DIRECTIONS —
Copy every item below word for word, without changing anything.

PROVIDED RECORDS —
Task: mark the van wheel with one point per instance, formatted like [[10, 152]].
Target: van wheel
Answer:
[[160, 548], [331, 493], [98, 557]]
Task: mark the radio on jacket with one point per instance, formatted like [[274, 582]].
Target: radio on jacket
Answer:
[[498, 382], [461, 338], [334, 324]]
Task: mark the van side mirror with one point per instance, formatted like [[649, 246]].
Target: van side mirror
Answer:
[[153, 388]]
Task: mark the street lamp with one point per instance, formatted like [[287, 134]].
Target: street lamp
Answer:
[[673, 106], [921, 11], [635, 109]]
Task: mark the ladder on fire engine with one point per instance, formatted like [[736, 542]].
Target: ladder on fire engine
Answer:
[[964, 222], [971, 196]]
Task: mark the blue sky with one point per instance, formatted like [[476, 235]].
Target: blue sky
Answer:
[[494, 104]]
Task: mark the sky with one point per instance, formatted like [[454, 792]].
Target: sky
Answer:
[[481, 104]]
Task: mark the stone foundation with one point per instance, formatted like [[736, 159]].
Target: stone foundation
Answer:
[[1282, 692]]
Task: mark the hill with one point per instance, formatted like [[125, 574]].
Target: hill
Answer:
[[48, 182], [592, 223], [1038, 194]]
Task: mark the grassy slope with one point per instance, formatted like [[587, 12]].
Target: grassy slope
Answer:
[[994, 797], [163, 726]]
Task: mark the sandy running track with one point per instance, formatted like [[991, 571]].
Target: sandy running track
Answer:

THE COMPLETED TASK —
Task: mark the van wheel with one point per instance, formatted like [[10, 152]].
Target: van wheel
Answer:
[[160, 548], [331, 493], [98, 557]]
Task: mark the radio on jacket with one point per instance, formatted like [[274, 582]].
Target: radio on jacket
Answer:
[[498, 382], [461, 338], [334, 324]]
Task: mark the van side mirror with one point per instance, formatted like [[649, 246]].
Target: van side mirror
Answer:
[[153, 388]]
Task: mark the street lamp with one point per instance, formatted like [[287, 134]].
Target: street lamp
Answer:
[[673, 106], [921, 11], [635, 109]]
Task: mark the ladder on fire engine with one point per instance, formatted like [[736, 542]].
Target: ladder on fire engine
Answer:
[[964, 222], [971, 196]]
Task: mark the blue sky with one point per instance, formatted like [[476, 235]].
Target: blue sky
Answer:
[[494, 104]]
Task: mark the sky with one point per instance, formatted like [[454, 792]].
Target: sky
Answer:
[[481, 104]]
Task: mark the stone foundation with one point per instance, formatted like [[736, 159]].
Target: stone foundation
Answer:
[[1282, 692]]
Task: mark the hill with one point per instance, formatted like [[125, 574]].
Target: hill
Answer:
[[48, 182], [592, 223], [1038, 194]]
Task: mark the grassy slope with one point per instance, formatted like [[587, 12]].
Target: grassy slope
Answer:
[[994, 797], [163, 726]]
Task: mark the sandy running track with one point per instance, formatted like [[991, 571]].
Target: sandy running track
Answer:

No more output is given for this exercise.